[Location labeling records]

* * *

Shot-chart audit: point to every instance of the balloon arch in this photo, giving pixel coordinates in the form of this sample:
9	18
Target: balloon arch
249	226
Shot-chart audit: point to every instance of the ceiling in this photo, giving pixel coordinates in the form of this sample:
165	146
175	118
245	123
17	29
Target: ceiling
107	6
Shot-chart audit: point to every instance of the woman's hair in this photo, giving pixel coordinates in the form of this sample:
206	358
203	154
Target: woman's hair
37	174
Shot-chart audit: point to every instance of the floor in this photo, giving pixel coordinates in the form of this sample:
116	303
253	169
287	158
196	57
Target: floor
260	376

* * *

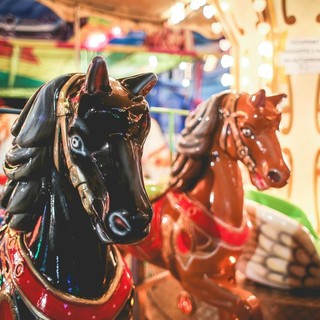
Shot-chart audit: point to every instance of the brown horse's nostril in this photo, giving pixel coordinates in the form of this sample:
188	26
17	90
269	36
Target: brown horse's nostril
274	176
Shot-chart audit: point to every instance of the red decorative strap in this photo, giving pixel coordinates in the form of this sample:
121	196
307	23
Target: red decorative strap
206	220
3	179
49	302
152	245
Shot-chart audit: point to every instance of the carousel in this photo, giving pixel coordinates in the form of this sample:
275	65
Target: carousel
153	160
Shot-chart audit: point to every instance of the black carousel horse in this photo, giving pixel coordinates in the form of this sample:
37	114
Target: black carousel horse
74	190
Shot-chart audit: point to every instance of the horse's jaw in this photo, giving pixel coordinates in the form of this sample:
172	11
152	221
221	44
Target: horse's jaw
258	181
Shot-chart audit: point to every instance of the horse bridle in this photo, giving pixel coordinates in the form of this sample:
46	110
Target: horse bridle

* * *

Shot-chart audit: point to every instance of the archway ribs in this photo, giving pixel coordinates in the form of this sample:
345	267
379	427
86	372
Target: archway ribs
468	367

* * *

Aim:
Format the part of the listing that opens with the line containing "Shot-chart audit: point to every instance of the horse's" and closes with the line containing "Target: horse bridle" as a numbered list, both of those lines included. Leave out any blank lines.

Exercise answer:
1. Shot-chart audit: point to every instance of the horse's jaw in this photo, giving pixel coordinates in the form of this sample:
2. 172	11
3. 152	221
4. 221	44
5. Target: horse's jaw
6. 258	181
7. Shot-chart audit: point to every instance of the horse bridle in this photo, giving pixel coordinates in the form of this sample:
8. 46	110
9. Target: horse bridle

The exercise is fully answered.